Material provided:

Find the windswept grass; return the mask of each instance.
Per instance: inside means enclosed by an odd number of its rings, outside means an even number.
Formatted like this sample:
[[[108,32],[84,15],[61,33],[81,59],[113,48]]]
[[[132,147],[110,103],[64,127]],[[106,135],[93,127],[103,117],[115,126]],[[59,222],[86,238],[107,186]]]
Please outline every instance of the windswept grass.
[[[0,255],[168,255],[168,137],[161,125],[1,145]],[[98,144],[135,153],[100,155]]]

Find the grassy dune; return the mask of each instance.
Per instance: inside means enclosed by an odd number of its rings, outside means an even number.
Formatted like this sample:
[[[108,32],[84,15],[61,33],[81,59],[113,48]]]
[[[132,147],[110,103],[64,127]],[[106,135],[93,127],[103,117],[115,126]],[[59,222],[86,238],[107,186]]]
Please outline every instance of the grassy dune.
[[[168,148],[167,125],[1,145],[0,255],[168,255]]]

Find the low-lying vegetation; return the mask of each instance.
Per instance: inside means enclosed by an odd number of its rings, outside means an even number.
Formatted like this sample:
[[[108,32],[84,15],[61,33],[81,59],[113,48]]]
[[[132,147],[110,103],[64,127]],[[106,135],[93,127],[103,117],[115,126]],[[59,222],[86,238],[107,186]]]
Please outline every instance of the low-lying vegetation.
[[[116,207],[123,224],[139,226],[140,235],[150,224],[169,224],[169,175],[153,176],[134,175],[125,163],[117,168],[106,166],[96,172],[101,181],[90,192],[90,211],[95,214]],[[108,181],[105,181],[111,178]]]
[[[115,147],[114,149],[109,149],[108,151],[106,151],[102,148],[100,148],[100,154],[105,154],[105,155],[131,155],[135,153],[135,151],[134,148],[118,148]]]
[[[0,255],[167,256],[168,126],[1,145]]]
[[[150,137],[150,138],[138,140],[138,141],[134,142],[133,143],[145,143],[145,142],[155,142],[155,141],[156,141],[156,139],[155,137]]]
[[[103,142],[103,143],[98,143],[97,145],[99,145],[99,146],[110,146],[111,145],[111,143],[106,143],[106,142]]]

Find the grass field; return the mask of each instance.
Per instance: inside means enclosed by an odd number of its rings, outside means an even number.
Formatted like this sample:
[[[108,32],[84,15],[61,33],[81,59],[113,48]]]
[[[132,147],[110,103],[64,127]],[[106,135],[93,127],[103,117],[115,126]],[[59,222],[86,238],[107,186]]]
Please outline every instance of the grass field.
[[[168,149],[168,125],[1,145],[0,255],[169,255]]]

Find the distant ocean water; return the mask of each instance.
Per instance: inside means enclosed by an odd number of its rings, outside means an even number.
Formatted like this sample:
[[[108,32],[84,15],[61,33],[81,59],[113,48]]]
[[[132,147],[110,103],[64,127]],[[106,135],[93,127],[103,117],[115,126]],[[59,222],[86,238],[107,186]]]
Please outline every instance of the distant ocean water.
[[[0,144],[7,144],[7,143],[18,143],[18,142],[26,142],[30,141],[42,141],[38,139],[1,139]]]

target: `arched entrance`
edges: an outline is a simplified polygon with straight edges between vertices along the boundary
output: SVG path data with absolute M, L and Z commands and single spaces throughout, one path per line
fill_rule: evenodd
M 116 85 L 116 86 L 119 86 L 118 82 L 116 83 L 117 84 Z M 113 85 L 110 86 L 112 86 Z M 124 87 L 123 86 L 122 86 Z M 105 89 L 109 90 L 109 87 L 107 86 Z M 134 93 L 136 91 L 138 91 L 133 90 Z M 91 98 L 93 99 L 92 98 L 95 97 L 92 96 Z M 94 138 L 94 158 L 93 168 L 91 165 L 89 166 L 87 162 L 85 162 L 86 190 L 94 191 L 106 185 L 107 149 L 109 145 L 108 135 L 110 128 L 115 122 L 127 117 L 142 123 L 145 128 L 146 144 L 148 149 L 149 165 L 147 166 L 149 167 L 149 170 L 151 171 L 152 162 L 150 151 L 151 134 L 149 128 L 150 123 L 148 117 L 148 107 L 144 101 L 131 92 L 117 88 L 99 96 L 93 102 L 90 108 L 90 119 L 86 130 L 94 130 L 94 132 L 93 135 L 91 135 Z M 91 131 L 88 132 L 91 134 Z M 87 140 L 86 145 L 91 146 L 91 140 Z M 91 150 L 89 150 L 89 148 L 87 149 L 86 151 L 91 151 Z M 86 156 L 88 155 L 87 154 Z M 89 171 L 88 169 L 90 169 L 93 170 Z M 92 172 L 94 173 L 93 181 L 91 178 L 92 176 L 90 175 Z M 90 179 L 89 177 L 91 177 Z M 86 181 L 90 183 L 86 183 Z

Your task: Reproduce all of the records above with every occurrence of "instance" replaced by "region", keeping everything else unchanged.

Final result:
Find the windswept grass; return the mask of each region.
Per region: inside means enclosed by an odd number of its rings, outside means an even number.
Formatted like this sample:
[[[108,32],[84,15],[61,33],[81,59],[113,48]]]
[[[132,147],[110,103],[64,127]],[[106,135],[93,127],[103,117],[115,126]],[[59,222],[86,238],[107,186]]]
Please outline every region of the windswept grass.
[[[0,255],[168,255],[168,137],[161,125],[1,145]],[[98,144],[135,153],[100,155]]]

Find the grassy dune; return the mask of each region.
Per region: inside means enclosed by an odd number of its rings, outside means an even number.
Formatted like this sample:
[[[108,32],[84,15],[61,33],[81,59],[113,48]]]
[[[132,147],[110,103],[64,127]],[[106,135],[93,127],[103,117],[115,126]],[[59,222],[86,238],[107,186]]]
Please outline every region of the grassy dune.
[[[168,148],[167,125],[1,145],[0,255],[168,255]]]

Find the low-lying vegetation; return the mask of each region.
Per region: inside means enclosed by an odd number of its rings, outside means an even number.
Formatted like this sample:
[[[108,32],[84,15],[61,33],[81,59],[113,48]]]
[[[132,147],[110,103],[64,127]],[[106,135],[93,127],[103,117],[115,126]],[[59,222],[86,238],[107,186]]]
Please outline every region of the low-lying vegetation.
[[[116,207],[123,224],[139,226],[140,235],[150,224],[169,224],[169,175],[153,176],[134,175],[125,163],[117,168],[106,166],[96,172],[101,181],[90,192],[90,211],[95,214]],[[108,181],[105,181],[111,178]]]
[[[115,147],[114,149],[109,149],[108,151],[106,151],[102,148],[100,148],[100,154],[105,154],[105,155],[131,155],[135,153],[135,151],[134,148],[118,148]]]
[[[0,255],[167,256],[168,126],[1,145]]]
[[[150,137],[150,138],[138,140],[138,141],[134,142],[133,143],[145,143],[145,142],[155,142],[155,141],[156,141],[156,139],[155,137]]]
[[[103,142],[103,143],[98,143],[97,145],[99,145],[99,146],[110,146],[111,145],[111,143],[106,143],[106,142]]]

Find the grass field; return the mask of each region.
Per region: inside means enclosed by an odd number of its rings, outside means an even number.
Formatted like this sample:
[[[108,32],[84,15],[61,33],[81,59],[113,48]]]
[[[132,147],[110,103],[64,127]],[[106,135],[93,127],[103,117],[115,126]],[[59,222],[86,238],[107,186]]]
Please outline every region of the grass field.
[[[168,149],[168,125],[1,145],[0,255],[169,255]]]

Find the distant ocean water; return the mask of each region.
Per region: inside means enclosed by an odd number of its rings, outside means an even number.
Formatted like this sample:
[[[108,32],[84,15],[61,33],[81,59],[113,48]]]
[[[132,147],[110,103],[64,127]],[[106,135],[93,127],[103,117],[115,126]],[[59,222],[86,238],[107,186]]]
Please outline every region of the distant ocean water.
[[[0,144],[7,144],[7,143],[18,143],[18,142],[26,142],[30,141],[42,141],[38,139],[1,139]]]

target: `arched entrance`
edges: an outline is a simplified polygon with straight edges between vertices along the boundary
output: SVG path data with absolute M, L and Z commands and single spaces throughout, one path per line
fill_rule: evenodd
M 116 85 L 116 86 L 119 86 L 118 82 L 116 83 L 117 84 Z M 113 85 L 110 86 L 112 86 Z M 124 87 L 123 86 L 122 86 Z M 105 89 L 109 90 L 109 87 L 107 86 Z M 134 93 L 136 91 L 138 91 L 133 90 Z M 91 98 L 93 99 L 92 98 L 95 97 L 92 96 Z M 94 138 L 94 158 L 93 168 L 91 165 L 89 166 L 87 162 L 85 162 L 86 190 L 94 191 L 106 185 L 107 149 L 109 145 L 108 135 L 110 128 L 115 122 L 127 117 L 142 123 L 145 128 L 146 144 L 148 149 L 149 165 L 147 166 L 149 167 L 149 170 L 151 171 L 152 162 L 150 151 L 151 134 L 149 128 L 150 123 L 148 117 L 148 107 L 144 101 L 131 92 L 117 88 L 99 96 L 93 102 L 90 108 L 90 119 L 86 130 L 94 130 L 94 132 L 93 135 L 91 135 Z M 91 131 L 88 132 L 91 134 Z M 87 140 L 86 145 L 91 146 L 91 140 Z M 91 150 L 89 150 L 89 148 L 87 149 L 86 151 L 91 151 Z M 86 156 L 88 155 L 87 154 Z M 89 171 L 88 169 L 90 169 L 93 170 Z M 92 172 L 94 173 L 93 181 L 91 178 L 92 176 L 90 175 Z M 90 179 L 89 177 L 91 177 Z M 86 181 L 90 183 L 86 183 Z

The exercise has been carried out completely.